__Records__.
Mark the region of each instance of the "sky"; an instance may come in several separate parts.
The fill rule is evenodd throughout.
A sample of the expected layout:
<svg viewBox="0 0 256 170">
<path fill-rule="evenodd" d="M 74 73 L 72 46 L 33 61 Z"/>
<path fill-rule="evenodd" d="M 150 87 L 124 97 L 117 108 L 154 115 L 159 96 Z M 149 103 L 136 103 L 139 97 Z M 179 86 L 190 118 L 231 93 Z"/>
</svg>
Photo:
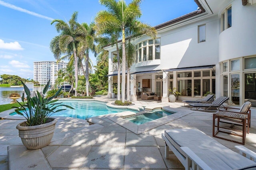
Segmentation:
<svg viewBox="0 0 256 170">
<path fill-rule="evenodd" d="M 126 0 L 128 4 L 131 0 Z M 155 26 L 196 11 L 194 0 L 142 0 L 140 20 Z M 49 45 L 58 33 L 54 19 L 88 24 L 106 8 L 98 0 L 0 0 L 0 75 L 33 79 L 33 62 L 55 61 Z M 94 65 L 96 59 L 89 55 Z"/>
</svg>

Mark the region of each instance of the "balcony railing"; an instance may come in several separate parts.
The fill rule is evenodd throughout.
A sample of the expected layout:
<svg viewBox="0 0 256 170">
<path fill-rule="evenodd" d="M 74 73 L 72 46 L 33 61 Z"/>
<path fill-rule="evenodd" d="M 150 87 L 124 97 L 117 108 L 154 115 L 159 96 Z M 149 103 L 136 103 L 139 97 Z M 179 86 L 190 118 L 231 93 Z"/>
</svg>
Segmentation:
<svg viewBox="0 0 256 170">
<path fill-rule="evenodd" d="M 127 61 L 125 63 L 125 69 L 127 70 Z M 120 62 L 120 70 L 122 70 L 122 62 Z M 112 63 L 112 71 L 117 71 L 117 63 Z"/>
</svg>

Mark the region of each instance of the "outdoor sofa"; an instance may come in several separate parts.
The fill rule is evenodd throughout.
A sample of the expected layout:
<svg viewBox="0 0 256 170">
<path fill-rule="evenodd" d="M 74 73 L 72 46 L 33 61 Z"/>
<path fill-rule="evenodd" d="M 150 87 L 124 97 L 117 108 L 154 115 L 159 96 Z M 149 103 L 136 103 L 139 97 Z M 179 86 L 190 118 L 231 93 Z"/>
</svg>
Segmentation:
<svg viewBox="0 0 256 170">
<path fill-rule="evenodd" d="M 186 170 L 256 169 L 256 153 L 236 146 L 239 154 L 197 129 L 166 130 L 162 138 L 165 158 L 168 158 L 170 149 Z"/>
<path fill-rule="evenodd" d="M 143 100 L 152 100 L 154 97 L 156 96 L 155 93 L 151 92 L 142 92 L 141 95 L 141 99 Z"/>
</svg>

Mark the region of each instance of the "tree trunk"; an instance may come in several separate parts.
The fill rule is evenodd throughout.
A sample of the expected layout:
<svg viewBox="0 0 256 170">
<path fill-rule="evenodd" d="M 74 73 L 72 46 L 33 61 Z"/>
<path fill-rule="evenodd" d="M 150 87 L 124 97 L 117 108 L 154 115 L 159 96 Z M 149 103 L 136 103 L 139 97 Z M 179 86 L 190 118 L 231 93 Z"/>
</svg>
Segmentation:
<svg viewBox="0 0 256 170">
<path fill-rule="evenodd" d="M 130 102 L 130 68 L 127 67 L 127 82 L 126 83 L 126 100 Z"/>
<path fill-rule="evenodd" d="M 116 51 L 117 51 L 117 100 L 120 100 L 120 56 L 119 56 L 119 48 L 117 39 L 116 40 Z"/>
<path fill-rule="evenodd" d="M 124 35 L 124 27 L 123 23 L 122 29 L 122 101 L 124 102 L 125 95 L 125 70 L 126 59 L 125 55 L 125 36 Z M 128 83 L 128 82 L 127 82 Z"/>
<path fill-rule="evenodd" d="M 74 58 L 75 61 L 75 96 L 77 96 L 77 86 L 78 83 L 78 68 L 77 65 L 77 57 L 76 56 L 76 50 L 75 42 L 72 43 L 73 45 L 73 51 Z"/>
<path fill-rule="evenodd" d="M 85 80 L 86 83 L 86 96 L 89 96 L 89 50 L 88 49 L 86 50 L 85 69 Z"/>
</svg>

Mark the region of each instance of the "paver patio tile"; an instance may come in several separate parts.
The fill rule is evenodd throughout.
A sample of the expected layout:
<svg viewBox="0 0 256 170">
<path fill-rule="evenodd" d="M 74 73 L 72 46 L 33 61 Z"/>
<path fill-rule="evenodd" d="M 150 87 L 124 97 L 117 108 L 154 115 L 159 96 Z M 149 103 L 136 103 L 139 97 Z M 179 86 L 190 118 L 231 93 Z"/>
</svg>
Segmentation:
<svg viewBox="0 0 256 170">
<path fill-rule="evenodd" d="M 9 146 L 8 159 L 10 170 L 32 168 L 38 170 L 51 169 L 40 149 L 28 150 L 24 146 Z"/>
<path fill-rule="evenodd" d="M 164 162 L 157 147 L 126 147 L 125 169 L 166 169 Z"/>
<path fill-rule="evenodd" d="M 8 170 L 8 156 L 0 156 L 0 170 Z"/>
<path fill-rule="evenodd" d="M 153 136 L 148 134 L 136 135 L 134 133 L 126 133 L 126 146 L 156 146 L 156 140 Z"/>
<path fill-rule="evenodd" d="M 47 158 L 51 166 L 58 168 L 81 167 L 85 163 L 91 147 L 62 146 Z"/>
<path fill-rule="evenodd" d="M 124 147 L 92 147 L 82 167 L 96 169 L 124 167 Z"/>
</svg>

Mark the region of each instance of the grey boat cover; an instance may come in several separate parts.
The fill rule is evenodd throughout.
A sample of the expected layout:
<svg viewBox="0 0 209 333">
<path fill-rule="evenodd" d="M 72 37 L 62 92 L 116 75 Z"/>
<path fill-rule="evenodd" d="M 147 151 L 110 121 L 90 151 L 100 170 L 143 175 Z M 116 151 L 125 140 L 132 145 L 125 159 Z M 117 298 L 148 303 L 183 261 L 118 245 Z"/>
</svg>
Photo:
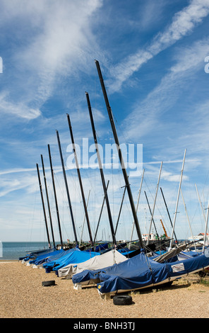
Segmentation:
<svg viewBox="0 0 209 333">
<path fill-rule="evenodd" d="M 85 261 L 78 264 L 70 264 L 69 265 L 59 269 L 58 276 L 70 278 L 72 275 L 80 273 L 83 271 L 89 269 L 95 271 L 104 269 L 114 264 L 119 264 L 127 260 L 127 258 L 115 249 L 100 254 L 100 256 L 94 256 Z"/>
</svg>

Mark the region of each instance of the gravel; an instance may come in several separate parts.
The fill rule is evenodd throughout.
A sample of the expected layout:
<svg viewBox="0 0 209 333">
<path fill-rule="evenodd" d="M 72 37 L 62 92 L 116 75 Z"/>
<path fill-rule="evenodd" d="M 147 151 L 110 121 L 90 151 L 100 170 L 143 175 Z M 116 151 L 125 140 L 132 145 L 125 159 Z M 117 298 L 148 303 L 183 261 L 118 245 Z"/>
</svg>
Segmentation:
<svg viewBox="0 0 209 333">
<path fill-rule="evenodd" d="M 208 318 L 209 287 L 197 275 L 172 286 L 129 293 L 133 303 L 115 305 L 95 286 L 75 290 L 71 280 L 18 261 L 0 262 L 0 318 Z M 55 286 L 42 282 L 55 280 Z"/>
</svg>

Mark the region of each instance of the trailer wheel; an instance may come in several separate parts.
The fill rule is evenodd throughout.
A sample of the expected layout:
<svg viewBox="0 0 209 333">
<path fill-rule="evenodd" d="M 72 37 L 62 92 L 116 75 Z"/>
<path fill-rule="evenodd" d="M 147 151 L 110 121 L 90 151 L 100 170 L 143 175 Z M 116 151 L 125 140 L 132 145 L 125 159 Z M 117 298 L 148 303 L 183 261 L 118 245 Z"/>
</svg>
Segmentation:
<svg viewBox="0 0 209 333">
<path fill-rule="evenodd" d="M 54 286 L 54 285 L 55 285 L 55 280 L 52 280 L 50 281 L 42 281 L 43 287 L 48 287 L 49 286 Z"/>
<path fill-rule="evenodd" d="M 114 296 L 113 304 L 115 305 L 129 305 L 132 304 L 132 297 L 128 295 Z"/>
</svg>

---

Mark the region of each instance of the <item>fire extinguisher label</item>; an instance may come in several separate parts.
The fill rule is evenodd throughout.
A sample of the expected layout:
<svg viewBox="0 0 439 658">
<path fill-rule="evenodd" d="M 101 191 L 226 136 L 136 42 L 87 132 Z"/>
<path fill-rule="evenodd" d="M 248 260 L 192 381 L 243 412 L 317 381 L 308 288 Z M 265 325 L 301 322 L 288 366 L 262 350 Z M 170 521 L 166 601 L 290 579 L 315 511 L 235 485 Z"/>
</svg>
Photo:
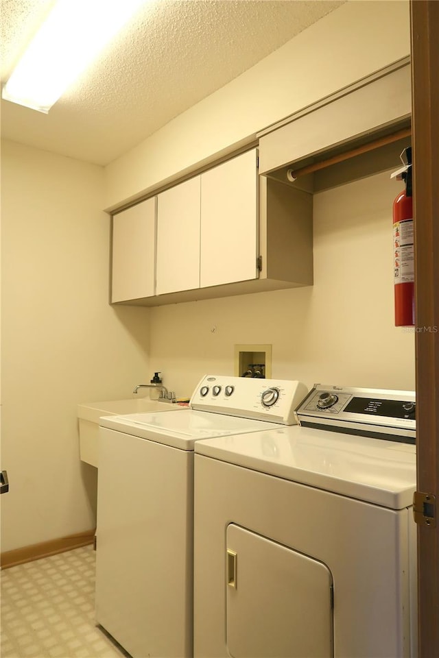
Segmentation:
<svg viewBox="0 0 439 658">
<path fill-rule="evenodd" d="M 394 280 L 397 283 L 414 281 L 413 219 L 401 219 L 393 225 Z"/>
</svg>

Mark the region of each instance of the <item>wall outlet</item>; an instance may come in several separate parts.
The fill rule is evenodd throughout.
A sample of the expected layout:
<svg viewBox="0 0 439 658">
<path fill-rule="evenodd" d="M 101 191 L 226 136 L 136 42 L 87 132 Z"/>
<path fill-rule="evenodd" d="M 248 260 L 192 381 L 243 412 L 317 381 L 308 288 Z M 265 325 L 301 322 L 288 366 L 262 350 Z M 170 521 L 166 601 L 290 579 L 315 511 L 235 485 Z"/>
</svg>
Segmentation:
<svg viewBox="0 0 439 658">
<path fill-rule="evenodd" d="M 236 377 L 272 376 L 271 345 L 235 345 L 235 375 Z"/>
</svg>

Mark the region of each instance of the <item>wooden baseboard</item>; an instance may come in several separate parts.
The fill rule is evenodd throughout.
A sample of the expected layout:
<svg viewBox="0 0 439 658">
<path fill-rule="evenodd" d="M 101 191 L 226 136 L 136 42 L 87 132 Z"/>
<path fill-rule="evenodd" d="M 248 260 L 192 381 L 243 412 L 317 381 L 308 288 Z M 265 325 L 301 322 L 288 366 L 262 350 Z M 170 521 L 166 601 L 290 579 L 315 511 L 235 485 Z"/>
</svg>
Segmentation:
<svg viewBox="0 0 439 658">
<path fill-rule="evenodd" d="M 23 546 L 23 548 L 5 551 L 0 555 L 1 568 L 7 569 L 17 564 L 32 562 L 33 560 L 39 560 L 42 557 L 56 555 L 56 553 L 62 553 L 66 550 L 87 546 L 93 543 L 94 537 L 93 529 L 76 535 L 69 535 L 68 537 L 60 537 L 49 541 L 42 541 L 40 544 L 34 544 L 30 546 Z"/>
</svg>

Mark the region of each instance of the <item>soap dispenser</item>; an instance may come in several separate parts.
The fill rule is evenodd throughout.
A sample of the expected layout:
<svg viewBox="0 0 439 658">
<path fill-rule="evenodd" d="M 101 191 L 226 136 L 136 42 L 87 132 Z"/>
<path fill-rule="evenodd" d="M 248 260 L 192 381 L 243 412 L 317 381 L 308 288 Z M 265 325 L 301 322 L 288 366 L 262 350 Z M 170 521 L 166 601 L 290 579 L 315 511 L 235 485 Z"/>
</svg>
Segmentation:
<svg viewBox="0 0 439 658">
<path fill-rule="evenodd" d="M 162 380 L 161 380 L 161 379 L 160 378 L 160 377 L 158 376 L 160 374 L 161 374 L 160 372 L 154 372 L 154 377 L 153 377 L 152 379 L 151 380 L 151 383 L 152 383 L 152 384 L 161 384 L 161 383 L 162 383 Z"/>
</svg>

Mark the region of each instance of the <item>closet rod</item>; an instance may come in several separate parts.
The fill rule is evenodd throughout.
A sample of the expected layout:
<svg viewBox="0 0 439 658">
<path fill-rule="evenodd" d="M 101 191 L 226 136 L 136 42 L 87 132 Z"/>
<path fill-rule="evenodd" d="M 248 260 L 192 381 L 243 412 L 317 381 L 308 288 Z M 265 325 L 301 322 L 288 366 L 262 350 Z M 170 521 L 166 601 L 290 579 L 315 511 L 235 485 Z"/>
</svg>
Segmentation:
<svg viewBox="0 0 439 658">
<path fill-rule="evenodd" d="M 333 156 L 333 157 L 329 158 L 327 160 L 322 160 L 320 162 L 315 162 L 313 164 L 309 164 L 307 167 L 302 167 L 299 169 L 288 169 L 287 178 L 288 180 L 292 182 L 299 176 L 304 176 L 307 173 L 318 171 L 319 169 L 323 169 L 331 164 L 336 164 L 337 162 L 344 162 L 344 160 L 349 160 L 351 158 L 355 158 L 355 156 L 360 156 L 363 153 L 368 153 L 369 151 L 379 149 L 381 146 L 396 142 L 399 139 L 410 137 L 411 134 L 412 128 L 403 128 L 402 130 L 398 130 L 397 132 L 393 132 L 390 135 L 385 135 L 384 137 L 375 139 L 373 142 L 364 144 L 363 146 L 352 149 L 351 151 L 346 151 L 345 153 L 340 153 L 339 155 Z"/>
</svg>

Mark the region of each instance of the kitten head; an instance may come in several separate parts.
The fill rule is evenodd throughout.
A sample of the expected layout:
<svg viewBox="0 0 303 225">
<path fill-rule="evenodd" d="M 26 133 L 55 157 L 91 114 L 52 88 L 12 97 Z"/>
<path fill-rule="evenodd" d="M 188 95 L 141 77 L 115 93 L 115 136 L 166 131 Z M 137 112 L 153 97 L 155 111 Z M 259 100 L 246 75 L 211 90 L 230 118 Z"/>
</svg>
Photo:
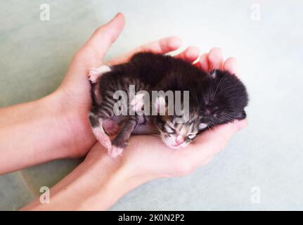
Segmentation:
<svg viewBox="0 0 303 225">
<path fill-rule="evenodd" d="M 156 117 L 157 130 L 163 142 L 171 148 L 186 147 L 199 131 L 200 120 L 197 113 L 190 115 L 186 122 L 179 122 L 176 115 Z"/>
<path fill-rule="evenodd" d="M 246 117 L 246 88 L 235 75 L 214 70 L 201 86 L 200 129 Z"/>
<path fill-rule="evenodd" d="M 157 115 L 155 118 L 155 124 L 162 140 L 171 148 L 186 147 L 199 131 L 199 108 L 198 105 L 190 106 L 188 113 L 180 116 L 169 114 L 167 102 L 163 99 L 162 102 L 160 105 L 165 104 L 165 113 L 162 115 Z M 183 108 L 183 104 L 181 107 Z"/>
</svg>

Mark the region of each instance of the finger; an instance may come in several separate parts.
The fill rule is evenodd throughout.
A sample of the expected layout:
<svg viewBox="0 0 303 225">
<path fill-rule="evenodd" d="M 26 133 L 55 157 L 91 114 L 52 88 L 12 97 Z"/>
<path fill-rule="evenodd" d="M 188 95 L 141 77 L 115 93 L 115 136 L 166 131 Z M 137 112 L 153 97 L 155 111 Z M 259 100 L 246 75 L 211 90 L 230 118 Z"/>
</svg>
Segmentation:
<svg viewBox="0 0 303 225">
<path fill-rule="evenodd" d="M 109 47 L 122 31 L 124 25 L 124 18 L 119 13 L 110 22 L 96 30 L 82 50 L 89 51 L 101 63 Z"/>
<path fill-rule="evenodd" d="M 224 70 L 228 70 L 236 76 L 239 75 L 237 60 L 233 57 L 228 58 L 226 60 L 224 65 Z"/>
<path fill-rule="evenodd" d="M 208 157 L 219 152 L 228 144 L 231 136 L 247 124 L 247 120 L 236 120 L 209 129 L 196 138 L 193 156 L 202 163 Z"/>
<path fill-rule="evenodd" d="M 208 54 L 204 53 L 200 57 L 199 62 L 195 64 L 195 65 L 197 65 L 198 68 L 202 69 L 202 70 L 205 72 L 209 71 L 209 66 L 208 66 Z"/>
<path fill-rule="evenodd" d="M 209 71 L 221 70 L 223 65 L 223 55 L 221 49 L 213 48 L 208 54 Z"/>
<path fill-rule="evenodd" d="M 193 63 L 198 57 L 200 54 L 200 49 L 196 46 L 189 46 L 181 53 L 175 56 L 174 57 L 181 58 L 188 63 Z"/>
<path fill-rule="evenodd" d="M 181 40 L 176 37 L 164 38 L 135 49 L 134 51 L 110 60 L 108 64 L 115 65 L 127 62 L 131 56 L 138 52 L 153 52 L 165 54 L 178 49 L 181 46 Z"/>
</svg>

__Job__. Report each line of the data above that contains the string "item", reproducing every such line in full.

__Correct result__.
Mark the region of each instance of the <item>fire extinguisher label</item>; an instance may come in several separate parts.
Mark the region of each instance of the <item>wall outlet</item>; an instance may come in several separate parts.
Mark the region of each instance of the <item>wooden baseboard</item>; an instance may come in several separate parts.
Mark the region of each instance of the <item>soap dispenser</item>; an instance may come in several separate parts.
Mark the region of each instance of the <item>closet rod</item>; an instance may come in several separate parts.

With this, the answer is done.